[Opening DATA FOR PROCESSING section]

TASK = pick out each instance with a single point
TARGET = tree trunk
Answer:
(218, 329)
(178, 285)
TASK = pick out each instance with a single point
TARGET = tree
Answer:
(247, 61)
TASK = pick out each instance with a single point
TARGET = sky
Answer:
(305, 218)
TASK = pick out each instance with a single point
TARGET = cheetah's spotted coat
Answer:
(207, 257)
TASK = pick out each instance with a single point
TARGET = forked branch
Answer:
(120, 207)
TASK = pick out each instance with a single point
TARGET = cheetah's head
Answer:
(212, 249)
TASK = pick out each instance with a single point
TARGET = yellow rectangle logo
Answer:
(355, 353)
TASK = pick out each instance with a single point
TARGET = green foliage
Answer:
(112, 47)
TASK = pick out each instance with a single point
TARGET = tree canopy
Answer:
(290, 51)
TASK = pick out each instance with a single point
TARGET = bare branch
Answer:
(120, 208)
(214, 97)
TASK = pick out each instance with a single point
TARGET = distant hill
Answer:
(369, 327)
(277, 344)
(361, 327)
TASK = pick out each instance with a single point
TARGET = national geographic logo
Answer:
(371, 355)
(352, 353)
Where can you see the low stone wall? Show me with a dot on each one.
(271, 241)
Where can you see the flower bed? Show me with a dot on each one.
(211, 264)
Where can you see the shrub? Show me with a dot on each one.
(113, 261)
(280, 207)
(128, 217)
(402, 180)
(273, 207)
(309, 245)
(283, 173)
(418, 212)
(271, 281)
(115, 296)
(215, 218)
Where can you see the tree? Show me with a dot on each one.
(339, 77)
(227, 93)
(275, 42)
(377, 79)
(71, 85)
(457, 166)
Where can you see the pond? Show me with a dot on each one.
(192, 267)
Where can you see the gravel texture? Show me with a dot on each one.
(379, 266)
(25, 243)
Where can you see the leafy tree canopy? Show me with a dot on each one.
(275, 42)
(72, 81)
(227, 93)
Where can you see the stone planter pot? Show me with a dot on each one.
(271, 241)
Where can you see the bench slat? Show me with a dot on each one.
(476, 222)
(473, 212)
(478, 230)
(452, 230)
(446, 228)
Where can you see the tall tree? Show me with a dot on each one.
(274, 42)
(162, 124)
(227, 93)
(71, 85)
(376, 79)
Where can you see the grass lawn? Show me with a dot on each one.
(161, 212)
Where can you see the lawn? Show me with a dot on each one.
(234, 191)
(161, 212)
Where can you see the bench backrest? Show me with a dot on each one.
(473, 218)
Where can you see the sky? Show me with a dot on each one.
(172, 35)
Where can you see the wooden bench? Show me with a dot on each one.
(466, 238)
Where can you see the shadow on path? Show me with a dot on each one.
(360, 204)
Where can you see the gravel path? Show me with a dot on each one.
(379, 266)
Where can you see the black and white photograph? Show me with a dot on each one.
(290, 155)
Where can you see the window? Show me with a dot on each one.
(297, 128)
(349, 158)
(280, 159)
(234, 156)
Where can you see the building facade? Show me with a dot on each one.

[Closing DATA FOR PROCESSING section]

[REQUIREMENT]:
Every entry needs to be copied exactly as it was written.

[SOLUTION BELOW]:
TASK = pick out each instance with a single point
TARGET = tree trunk
Answer:
(218, 329)
(178, 285)
TASK = pick out each instance with a single point
TARGET = tree
Answer:
(247, 61)
TASK = pick out each instance with a single point
TARGET = sky
Answer:
(305, 218)
TASK = pick out each instance with a single point
TARGET = cheetah's spotted coat
Answer:
(207, 257)
TASK = pick out each instance with a single point
TARGET = forked branch
Answer:
(120, 207)
TASK = pick out each instance with a single point
TARGET = cheetah's head
Answer:
(212, 249)
TASK = pick out each instance with a single point
TARGET = yellow rectangle logo
Answer:
(355, 353)
TASK = pick out each instance with a single point
TARGET = green foliage
Answer:
(112, 47)
TASK = pick out each instance with a single point
TARGET = tree canopy
Answer:
(290, 51)
TASK = pick out each instance with a single point
TARGET = bare branch
Answer:
(120, 208)
(214, 97)
TASK = pick out each instance with a single point
TARGET = distant hill
Answer:
(369, 327)
(277, 344)
(361, 327)
TASK = pick out each instance with a single point
TARGET = national geographic logo
Answer:
(371, 355)
(352, 353)
Where can you see the low stone wall? Show me with a dot on each one.
(271, 241)
Where can you see the flower bed? Show me with a dot on each one.
(211, 264)
Where can you see the shrub? Show me with a dot on each one.
(113, 261)
(280, 207)
(128, 217)
(402, 180)
(273, 207)
(309, 245)
(283, 173)
(418, 212)
(271, 281)
(115, 296)
(215, 218)
Where can you see the tree? Show me with a dot on each one.
(339, 77)
(227, 93)
(275, 42)
(377, 79)
(71, 85)
(457, 166)
Where can you see the pond? Show me with a dot on each one.
(192, 267)
Where can you see the gravel texture? Show me with a dot on each one.
(379, 266)
(25, 243)
Where can you see the leafy tree canopy? Show me with a dot on each one.
(275, 42)
(72, 81)
(227, 93)
Where can you see the stone planter pot? Show me with a dot on each one.
(271, 241)
Where can you see the bench slat? Show me with a dot on each one.
(476, 222)
(473, 212)
(478, 230)
(452, 230)
(446, 228)
Where can you see the tall tree? Show me with a dot on each one.
(274, 42)
(162, 124)
(227, 93)
(71, 85)
(376, 79)
Where can you see the grass lawn? Show me with a dot on each one.
(161, 212)
Where can you see the lawn? Show me with a dot on each one.
(234, 191)
(161, 212)
Where can you see the bench backrest? Show me with a dot on each one.
(473, 218)
Where can you see the sky? Show me with a dot on each one.
(172, 35)
Where can you see the wooden bench? Show me with a dot on each one.
(466, 238)
Where can you see the shadow on path? Show me with a dot on each one.
(360, 204)
Where can you see the gravel path? Show me with a dot on each one.
(379, 266)
Where can you see the black and white photograph? Show me with a dot on each one.
(290, 155)
Where can you see the window? Show me with a dot on each one.
(297, 128)
(349, 158)
(280, 159)
(234, 156)
Where can you see the building facade? Show me with a dot on each one.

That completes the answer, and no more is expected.